§ Task statement:
Reproduce the data in its entirety, exactly as supplied.

§ Data for this task:
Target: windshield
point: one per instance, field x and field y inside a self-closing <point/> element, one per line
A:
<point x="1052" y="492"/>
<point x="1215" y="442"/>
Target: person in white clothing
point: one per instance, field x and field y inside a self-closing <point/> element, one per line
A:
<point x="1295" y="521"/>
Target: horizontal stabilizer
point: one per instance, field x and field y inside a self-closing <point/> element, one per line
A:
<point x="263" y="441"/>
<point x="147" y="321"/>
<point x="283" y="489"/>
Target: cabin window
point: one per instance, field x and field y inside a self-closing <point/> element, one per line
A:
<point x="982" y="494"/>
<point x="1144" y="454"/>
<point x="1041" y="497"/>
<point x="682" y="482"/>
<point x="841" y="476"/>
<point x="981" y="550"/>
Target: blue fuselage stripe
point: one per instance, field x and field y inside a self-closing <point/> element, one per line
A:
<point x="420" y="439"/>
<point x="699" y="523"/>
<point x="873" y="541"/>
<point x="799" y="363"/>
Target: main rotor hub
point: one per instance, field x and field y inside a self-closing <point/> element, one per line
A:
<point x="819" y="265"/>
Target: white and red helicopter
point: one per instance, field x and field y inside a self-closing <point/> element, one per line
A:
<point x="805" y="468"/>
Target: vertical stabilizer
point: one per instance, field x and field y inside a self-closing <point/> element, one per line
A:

§ Response to this exercise:
Target: windshield
point: one per instance, field x and field y inside a self-closing <point/> element, one per line
A:
<point x="1052" y="492"/>
<point x="1215" y="442"/>
Target: person in white clothing
point: one per instance, field x and field y inside a self-closing <point/> element, one per line
A:
<point x="1295" y="521"/>
Target: horizontal stabilizer
point: one per instance, field x and field y inside a self-closing <point/> element, one per line
A:
<point x="263" y="441"/>
<point x="147" y="321"/>
<point x="283" y="489"/>
Target: cabin window
point: one per instance, field x and field y inside a self-closing <point/> element, one per line
A:
<point x="982" y="494"/>
<point x="1144" y="454"/>
<point x="1041" y="497"/>
<point x="682" y="482"/>
<point x="841" y="476"/>
<point x="981" y="550"/>
Target: blue fuselage stripe
point: one per instance, field x and field y inside a self-closing <point/> element, one per line
A:
<point x="420" y="439"/>
<point x="699" y="523"/>
<point x="873" y="541"/>
<point x="799" y="363"/>
Target: main rotor hub
point: one per instance, field x and field y inside a self-closing <point/> element, one per line
A:
<point x="819" y="265"/>
Target: white and red helicopter
point: one per instance, field x and field y inside a self-closing <point/> element, one per line
A:
<point x="805" y="468"/>
Target: vertical stabilizer
point: one per instance, field x and field y inside a self-closing <point/> element, one per line
A:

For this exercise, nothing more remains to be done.